With the pictures removed, the data below must be transcribed in full and exactly.

# # # # #

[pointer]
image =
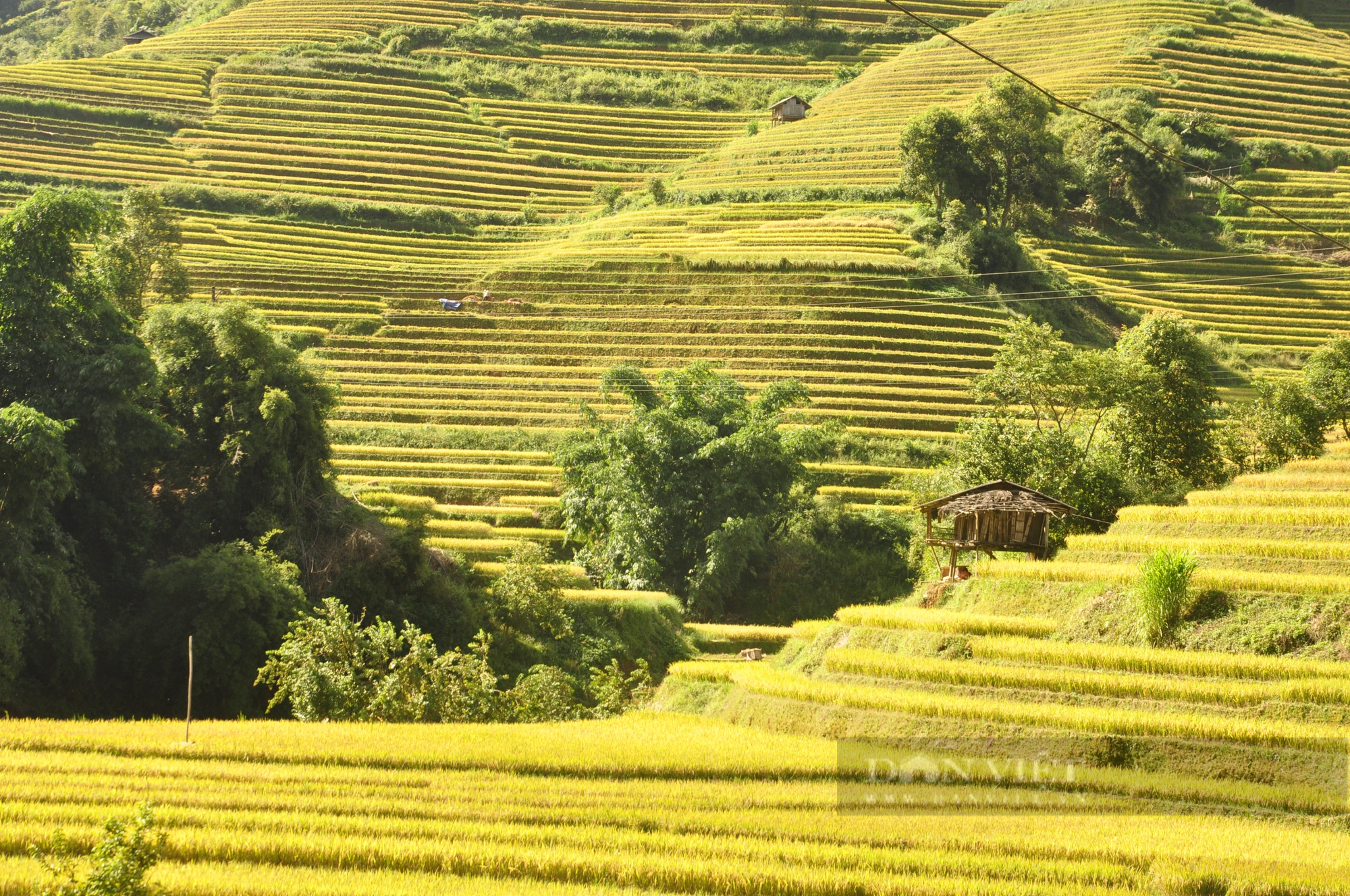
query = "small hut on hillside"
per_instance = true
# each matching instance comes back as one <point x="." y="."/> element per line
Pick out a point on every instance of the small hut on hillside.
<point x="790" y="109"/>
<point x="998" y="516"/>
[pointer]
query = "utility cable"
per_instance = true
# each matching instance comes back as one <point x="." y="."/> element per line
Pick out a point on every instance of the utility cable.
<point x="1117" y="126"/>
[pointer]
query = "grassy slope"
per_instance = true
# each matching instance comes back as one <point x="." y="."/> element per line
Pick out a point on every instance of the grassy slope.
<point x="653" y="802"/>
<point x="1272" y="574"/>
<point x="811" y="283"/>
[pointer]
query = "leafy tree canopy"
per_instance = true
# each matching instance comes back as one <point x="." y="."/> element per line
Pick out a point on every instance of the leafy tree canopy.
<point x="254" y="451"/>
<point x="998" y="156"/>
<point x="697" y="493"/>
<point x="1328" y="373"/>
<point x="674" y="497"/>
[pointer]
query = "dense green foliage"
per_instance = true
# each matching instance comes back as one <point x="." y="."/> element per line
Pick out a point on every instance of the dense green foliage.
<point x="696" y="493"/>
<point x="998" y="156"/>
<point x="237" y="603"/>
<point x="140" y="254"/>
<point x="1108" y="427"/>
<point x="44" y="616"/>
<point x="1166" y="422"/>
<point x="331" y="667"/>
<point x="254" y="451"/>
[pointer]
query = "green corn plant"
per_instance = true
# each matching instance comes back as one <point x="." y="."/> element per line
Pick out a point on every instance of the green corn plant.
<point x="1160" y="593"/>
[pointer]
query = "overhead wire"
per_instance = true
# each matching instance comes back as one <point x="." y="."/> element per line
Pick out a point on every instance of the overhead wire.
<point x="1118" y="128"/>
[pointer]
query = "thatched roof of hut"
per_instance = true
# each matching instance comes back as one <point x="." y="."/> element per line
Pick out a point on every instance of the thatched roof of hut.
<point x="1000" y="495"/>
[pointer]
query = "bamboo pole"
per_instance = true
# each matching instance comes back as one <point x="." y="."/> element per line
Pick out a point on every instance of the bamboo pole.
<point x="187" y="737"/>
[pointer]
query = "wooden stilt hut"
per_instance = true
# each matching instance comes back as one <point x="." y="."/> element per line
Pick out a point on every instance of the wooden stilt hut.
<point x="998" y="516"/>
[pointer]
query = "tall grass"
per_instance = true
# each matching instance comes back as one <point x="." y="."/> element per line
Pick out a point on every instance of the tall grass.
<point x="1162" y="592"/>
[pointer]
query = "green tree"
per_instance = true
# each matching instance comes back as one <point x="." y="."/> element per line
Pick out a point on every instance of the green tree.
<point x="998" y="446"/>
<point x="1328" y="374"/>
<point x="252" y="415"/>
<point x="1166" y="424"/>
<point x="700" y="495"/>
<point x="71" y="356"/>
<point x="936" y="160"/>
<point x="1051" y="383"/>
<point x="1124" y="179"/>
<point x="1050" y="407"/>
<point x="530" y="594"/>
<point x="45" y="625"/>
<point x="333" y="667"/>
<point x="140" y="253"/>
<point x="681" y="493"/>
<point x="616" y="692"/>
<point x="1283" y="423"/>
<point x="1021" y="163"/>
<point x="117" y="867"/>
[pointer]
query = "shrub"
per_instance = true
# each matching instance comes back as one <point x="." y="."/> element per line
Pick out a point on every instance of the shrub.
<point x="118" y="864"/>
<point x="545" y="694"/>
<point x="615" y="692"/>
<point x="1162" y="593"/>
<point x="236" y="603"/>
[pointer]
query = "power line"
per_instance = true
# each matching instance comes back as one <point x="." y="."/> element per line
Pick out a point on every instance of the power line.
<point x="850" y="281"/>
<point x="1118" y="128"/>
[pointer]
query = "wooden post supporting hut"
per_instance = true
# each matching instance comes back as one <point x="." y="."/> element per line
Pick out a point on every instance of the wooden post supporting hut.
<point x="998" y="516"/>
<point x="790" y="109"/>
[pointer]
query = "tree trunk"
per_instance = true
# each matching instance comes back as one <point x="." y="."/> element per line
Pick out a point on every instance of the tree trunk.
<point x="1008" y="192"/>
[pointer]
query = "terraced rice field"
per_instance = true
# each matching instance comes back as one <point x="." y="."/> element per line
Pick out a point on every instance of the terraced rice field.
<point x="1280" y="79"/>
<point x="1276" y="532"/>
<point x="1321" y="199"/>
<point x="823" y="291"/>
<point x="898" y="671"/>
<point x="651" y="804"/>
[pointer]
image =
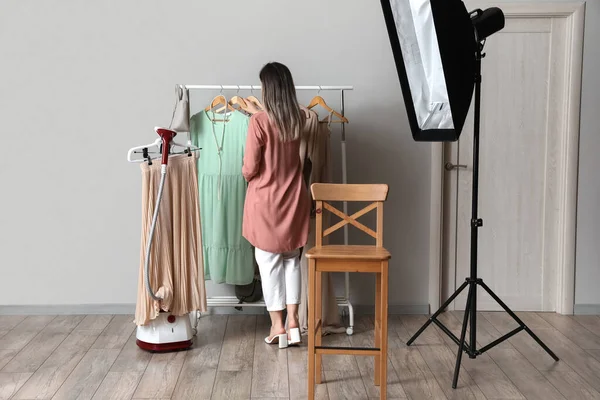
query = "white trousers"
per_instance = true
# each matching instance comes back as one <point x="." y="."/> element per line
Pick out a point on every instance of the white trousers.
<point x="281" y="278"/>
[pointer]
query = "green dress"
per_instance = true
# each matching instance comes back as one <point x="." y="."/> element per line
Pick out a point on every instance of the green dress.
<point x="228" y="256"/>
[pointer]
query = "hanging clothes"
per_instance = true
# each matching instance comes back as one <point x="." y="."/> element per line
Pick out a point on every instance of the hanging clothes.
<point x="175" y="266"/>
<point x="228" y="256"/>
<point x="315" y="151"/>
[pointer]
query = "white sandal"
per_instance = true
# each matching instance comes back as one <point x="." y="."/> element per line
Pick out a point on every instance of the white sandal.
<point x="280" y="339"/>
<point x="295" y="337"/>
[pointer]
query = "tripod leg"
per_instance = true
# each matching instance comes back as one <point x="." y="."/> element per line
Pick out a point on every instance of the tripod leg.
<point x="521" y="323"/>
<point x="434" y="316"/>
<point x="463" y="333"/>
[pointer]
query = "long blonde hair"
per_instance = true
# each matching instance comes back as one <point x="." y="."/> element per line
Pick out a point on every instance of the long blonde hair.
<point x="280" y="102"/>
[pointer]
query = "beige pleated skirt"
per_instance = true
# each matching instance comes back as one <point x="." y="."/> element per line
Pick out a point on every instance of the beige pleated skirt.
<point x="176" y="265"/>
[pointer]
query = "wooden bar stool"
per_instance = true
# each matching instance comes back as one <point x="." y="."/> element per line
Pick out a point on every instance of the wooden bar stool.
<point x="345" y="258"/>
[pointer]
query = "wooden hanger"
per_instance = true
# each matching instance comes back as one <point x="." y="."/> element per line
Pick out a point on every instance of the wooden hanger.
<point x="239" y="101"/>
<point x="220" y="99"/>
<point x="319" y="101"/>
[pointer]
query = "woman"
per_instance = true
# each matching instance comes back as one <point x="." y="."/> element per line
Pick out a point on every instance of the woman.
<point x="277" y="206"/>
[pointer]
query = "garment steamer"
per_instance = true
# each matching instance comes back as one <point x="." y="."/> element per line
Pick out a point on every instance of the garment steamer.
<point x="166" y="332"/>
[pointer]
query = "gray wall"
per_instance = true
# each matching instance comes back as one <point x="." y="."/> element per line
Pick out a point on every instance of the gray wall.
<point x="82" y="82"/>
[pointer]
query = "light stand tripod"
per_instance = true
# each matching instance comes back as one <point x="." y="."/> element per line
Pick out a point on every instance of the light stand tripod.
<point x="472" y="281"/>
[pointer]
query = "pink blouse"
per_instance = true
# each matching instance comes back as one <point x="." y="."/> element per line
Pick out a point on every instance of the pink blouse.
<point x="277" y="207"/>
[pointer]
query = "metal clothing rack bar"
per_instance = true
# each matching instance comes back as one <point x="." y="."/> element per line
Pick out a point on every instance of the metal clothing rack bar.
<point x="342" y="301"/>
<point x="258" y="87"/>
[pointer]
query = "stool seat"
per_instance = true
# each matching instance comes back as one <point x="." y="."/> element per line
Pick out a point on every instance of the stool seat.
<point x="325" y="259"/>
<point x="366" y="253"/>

# # # # #

— Exercise result —
[pointer]
image =
query = "small hut on hillside"
per_instance = true
# each matching instance comes back as one <point x="." y="."/> element per line
Pick out a point on every instance of the small hut on hillside.
<point x="790" y="109"/>
<point x="998" y="516"/>
[pointer]
query = "utility cable"
per_instance = true
# each matching instance comes back as one <point x="." y="."/> element per line
Pick out a point on every instance of the utility cable.
<point x="1117" y="126"/>
[pointer]
query = "grassy slope"
per_instance = true
# each matching instance comes back as one <point x="." y="."/> element per line
Pick out a point on every instance of the grassy slope.
<point x="653" y="802"/>
<point x="1272" y="574"/>
<point x="811" y="283"/>
[pointer]
query = "leafy tree canopy"
per_instance = true
# each matching instance comes back as one <point x="." y="."/> element per line
Pick out a point on every instance of the leafy tree canopy.
<point x="254" y="451"/>
<point x="998" y="156"/>
<point x="697" y="493"/>
<point x="1328" y="373"/>
<point x="674" y="497"/>
[pointer]
query = "dense green foliage"
per_instance = true
# each matching instance comes back as one <point x="." y="."/> element per line
Pick out a point on every instance of the dense green foliage.
<point x="696" y="493"/>
<point x="998" y="156"/>
<point x="237" y="603"/>
<point x="140" y="254"/>
<point x="1108" y="427"/>
<point x="44" y="616"/>
<point x="1166" y="422"/>
<point x="331" y="667"/>
<point x="254" y="451"/>
[pointer]
query = "green corn plant"
per_instance = true
# each matching instance comes back as one <point x="." y="."/> element per line
Pick out a point on every instance of the green corn plant.
<point x="1160" y="593"/>
[pointer]
query = "overhead wire"
per_instance = true
# each matching instance comes back as one <point x="." y="."/> element per line
Pick out a point on every instance of the overhead wire.
<point x="1118" y="128"/>
[pointer]
query = "thatched roof of hut"
per_instance = true
# each matching instance comes back as one <point x="." y="."/> element per line
Pick out a point on every instance of the thatched roof of hut.
<point x="1000" y="495"/>
[pointer]
query = "bamboo pole"
per_instance = true
# each matching instance comes back as one <point x="." y="."/> element per line
Pick out a point on every instance of the bamboo pole.
<point x="187" y="737"/>
[pointer]
query = "wooden stilt hut"
per_instance = true
# each matching instance comes back as one <point x="." y="."/> element per line
Pick out a point on every instance of the wooden stilt hut.
<point x="998" y="516"/>
[pointer]
query = "tall grass"
per_instance = true
# each matching instance comes back as one <point x="." y="."/> element per line
Pick out a point on every instance of the tall grass.
<point x="1162" y="592"/>
[pointer]
query = "green tree"
per_instance = true
# each matching instance comes back as one <point x="." y="."/> element per line
Pick out a point on every instance of the green tree.
<point x="998" y="446"/>
<point x="1328" y="374"/>
<point x="252" y="415"/>
<point x="1166" y="424"/>
<point x="700" y="495"/>
<point x="71" y="356"/>
<point x="936" y="160"/>
<point x="1051" y="383"/>
<point x="1124" y="179"/>
<point x="1050" y="407"/>
<point x="530" y="594"/>
<point x="45" y="625"/>
<point x="333" y="667"/>
<point x="140" y="253"/>
<point x="681" y="493"/>
<point x="616" y="692"/>
<point x="1283" y="423"/>
<point x="1021" y="163"/>
<point x="117" y="867"/>
[pointer]
query = "shrub"
per_instance = true
# each matching instance comes back as one <point x="." y="."/> element per line
Pick out a point on every instance of the shrub.
<point x="118" y="864"/>
<point x="545" y="694"/>
<point x="615" y="692"/>
<point x="1162" y="593"/>
<point x="236" y="603"/>
[pointer]
query = "power line"
per_instance = true
# each matching instance comes back as one <point x="." y="."/> element per line
Pick out a point on every instance of the power line.
<point x="850" y="281"/>
<point x="1118" y="128"/>
[pointer]
query = "wooden post supporting hut"
per_instance = true
# each matching instance comes back as one <point x="." y="."/> element per line
Pick out a point on every instance of the wooden post supporting hut.
<point x="998" y="516"/>
<point x="790" y="109"/>
[pointer]
query = "tree trunk"
per_instance = true
# each matching instance comes back as one <point x="." y="."/> element per line
Pick out a point on every instance of the tree trunk.
<point x="1008" y="192"/>
[pointer]
query = "terraced rice field"
per_instance = true
# each matching instance comes back as one <point x="." y="."/> element per line
Pick out a point on every instance of the terraced rice field.
<point x="1280" y="79"/>
<point x="1276" y="532"/>
<point x="1321" y="199"/>
<point x="823" y="291"/>
<point x="898" y="671"/>
<point x="651" y="804"/>
[pointer]
image =
query = "white trousers"
per_instance = true
# each matching instance comes back as one <point x="." y="."/> element per line
Pick out a point on every instance of the white trousers.
<point x="281" y="278"/>
[pointer]
query = "green dress"
per_instance = true
# each matching instance comes back as one <point x="." y="."/> element per line
Pick out a point on every instance of the green dress.
<point x="228" y="256"/>
[pointer]
query = "hanging clothes"
per_instance = true
# each matching instance comes back as one <point x="." y="."/> element per line
Pick out a point on every instance of the hanging clothes.
<point x="175" y="266"/>
<point x="228" y="256"/>
<point x="315" y="151"/>
[pointer]
query = "white sandal"
per_instance = true
# each matching instance comes back as one <point x="." y="."/> element per line
Pick out a point on every instance of the white sandal.
<point x="280" y="339"/>
<point x="295" y="337"/>
[pointer]
query = "tripod leg"
per_instance = true
# each matching instance comes back as one <point x="." y="."/> element per line
Pick out a point on every instance of the tripod leg.
<point x="521" y="323"/>
<point x="434" y="316"/>
<point x="463" y="333"/>
[pointer]
query = "long blonde hair"
per_instance = true
# each matching instance comes back as one <point x="." y="."/> element per line
Pick out a point on every instance of the long blonde hair.
<point x="280" y="102"/>
[pointer]
query = "beige pleated skirt"
per_instance = true
# each matching instance comes back as one <point x="." y="."/> element per line
Pick out a point on every instance of the beige pleated skirt.
<point x="176" y="265"/>
[pointer]
query = "wooden bar stool"
per_instance = true
# each matching instance comes back as one <point x="." y="."/> element per line
Pick out a point on every instance of the wooden bar stool.
<point x="345" y="258"/>
[pointer]
query = "wooden hanger"
per_instance = true
# each matching instance comes back as one <point x="." y="."/> element per line
Pick out a point on every instance of the wooden hanger.
<point x="239" y="101"/>
<point x="220" y="99"/>
<point x="319" y="101"/>
[pointer]
query = "woman"
per_instance = true
# each matching instance comes back as one <point x="." y="."/> element per line
Pick out a point on every instance of the woman.
<point x="277" y="206"/>
[pointer]
query = "garment steamer"
per_instance = true
# each matching instance comes back as one <point x="." y="."/> element per line
Pick out a point on every instance of the garment steamer.
<point x="166" y="332"/>
[pointer]
query = "gray wall"
per_instance = true
# each matching instance comes back as one <point x="." y="."/> element per line
Pick out a point on every instance of the gray wall.
<point x="82" y="82"/>
[pointer]
query = "light stand tripod"
per_instance = true
# each matching instance comes back as one <point x="." y="."/> element per line
Pick out a point on every instance of the light stand tripod.
<point x="472" y="281"/>
[pointer]
query = "pink blouse"
per_instance = true
# each matching instance comes back as one <point x="." y="."/> element per line
Pick out a point on every instance of the pink blouse.
<point x="277" y="207"/>
[pointer]
query = "metal clothing rack bar"
per_instance = true
# each matching instance comes back as one <point x="." y="."/> element per line
Pick out a point on every instance of the metal clothing rack bar.
<point x="342" y="301"/>
<point x="258" y="87"/>
[pointer]
query = "stool seat"
per_instance = true
# each matching instance comes back as one <point x="." y="."/> element per line
Pick out a point on every instance of the stool seat.
<point x="325" y="259"/>
<point x="366" y="253"/>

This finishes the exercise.